*** Block opens ***

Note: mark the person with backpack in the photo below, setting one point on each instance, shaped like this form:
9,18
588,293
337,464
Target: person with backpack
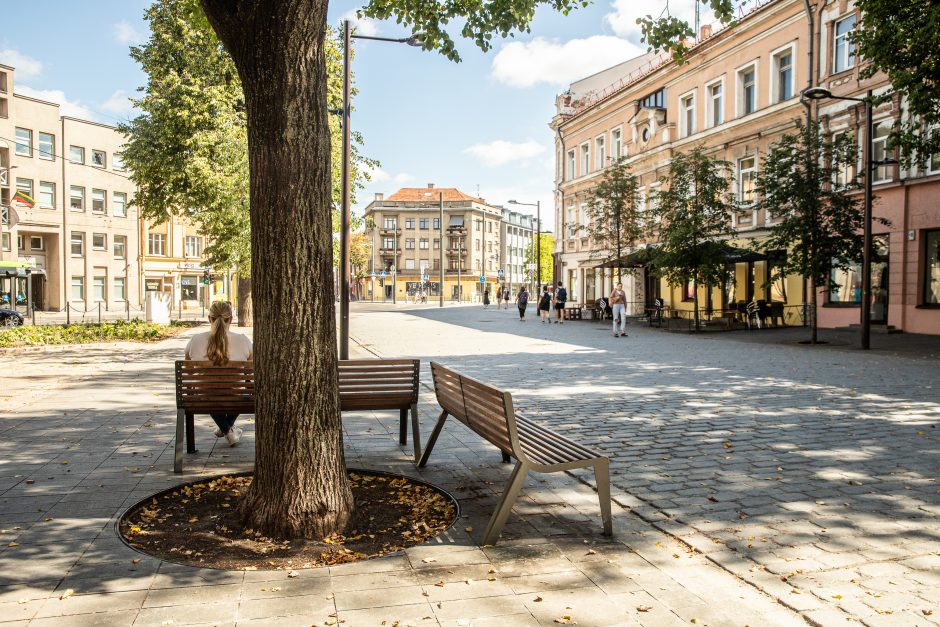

*** Block closes ***

▶ _Exercise prompt_: Across all the entries above, count each line that has the word "person" in it, and give only the count.

▶ _Reply_: 2